WHAT TO WORK ON:
A – In the text on CRAFT, what is described as job number one?
B – Reproduce the passage of the CRAFT text starting with "We also teach" and going on through "work on first.".

TEXT PROVIDED:

We try to teach them to walk away and say, “Well I love you, but it hurts me to see you coming in this intoxicated, so I think I will just go upstairs and read a book. I will talk to you later.”
One thing you have to remember with CRAFT is that job number one is “do no harm.” We have to make sure that if there is domestic violence in the household, we don’t want to ask the CSO, the concerned significant other, the mother, or the wife, to put themselves in jeopardy of getting hurt. That’s a big thing.
We also talk a lot about enabling behaviors, where they come from, and why it’s not such a bad thing to use them right now because they are trying to kind of keep an equilibrium in the house.
Eventually, we have to get them to drop those enabling behaviors and let the drinker or the drug user suffer what I call natural consequences for his or her behavior, so they need to stop the enabling. Letting them suffer a natural consequence would be, for example, if they vomit, let them clean it up in the morning. If they have other problems, try to move away from being that kind of a caretaker.
One of the biggest pieces of CRAFT that helps the most is that we teach them how to re-communicate in a very positive way. We talk about giving them understanding statements or statements of empathy, like saying, “I know it’s been hard on you, and I know this is really difficult, but I really would appreciate it if you could spend a little more time with your kids, or a little more time with working on your homework, or whatever it might be.
Instead of going in and calling them names saying, “You never get your homework done,” or “You are a horrible kid,” you go in and say, “I know this is difficult for you. Would you like me to help you? Would you like me to help you get a tutor? What can I do to support you in getting good grades and working on your homework?”
We also teach precise communication skills and some problem-solving techniques for the CSO and for the family members. If the mother has a daughter who is really out of control, who does horrible things and screams and acts out at the house, we can do problem-solving around what those behaviors are and where they started, and we can help to kind of minimize some of the negativity of those particular behaviors.
CRAFT is really for the family members. They are the client. We get to build the program around what they want to work on and when they want to work on things. We actually have them fill out scales on what they would like to work on first.
- Would you like to work on taking care of yourself?
- Would you like to work on getting your son into treatment?
- Would you like to work on getting to see a doctor?
- Would you like to work on losing weight or going to the gym?
Whatever it is, they are the client, so we take their goals and we work those into a change program for the user.
I learned to talk in social work about who is the change agent: it’s the parent.
Here’s the deal: if the parent or spouse starts acting differently, the other person is going to think, “What the heck is going on? Why is she acting like this? Why did she walk away when I came home? Why did she not leave my food out on the counter?”
When the individual asks, “what the heck is going on?” we try to teach the family members to say, “Look, I’m just trying to help the family, so I’m going to treatment to get some ideas on what I can do to help the family.” At that point in time, maybe they’re ready to invite them to treatment. Inviting them into treatment can take three to six weeks for some people.

SUPPLIED INFORMATION:
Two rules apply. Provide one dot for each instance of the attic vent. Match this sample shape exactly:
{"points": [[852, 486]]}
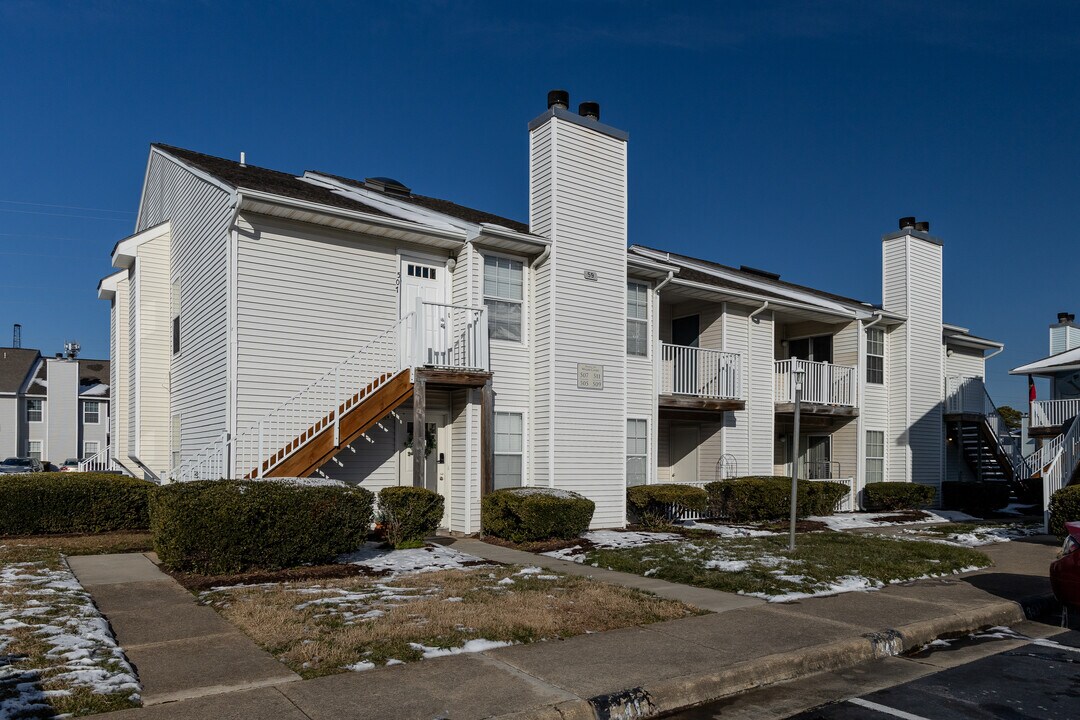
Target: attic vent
{"points": [[761, 273], [387, 185]]}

ANSWERS TO THE EXERCISE:
A – Job number one is "do no harm."

B –
We also teach precise communication skills and some problem-solving techniques for the CSO and for the family members. If the mother has a daughter who is really out of control, who does horrible things and screams and acts out at the house, we can do problem-solving around what those behaviors are and where they started, and we can help to kind of minimize some of the negativity of those particular behaviors.
CRAFT is really for the family members. They are the client. We get to build the program around what they want to work on and when they want to work on things. We actually have them fill out scales on what they would like to work on first.